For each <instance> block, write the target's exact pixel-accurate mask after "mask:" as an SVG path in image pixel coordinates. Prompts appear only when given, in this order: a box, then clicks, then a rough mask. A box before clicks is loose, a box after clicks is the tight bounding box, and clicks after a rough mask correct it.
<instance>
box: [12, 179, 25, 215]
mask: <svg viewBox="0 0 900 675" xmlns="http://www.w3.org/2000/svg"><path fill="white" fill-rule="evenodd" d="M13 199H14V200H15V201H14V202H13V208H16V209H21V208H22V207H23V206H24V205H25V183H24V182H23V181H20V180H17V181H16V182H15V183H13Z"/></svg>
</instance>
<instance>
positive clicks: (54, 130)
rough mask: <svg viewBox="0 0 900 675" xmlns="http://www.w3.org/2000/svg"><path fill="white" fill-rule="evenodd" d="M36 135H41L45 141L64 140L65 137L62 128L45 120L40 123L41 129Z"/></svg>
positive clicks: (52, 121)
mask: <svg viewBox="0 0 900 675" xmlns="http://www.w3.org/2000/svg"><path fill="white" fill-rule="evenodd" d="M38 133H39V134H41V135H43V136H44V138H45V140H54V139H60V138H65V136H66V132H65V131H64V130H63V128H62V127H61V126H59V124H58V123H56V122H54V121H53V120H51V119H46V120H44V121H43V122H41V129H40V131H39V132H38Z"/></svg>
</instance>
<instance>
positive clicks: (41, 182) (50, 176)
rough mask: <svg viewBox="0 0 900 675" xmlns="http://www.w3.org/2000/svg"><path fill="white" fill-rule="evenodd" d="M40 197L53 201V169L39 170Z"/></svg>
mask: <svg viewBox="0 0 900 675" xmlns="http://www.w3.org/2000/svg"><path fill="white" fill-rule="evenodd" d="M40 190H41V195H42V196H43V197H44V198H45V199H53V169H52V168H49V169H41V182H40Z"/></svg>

==========

Task brief – Pick out each line in the rows above that contains the word "positive".

Answer to this problem –
positive clicks: (54, 130)
positive clicks: (52, 121)
positive clicks: (41, 182) (50, 176)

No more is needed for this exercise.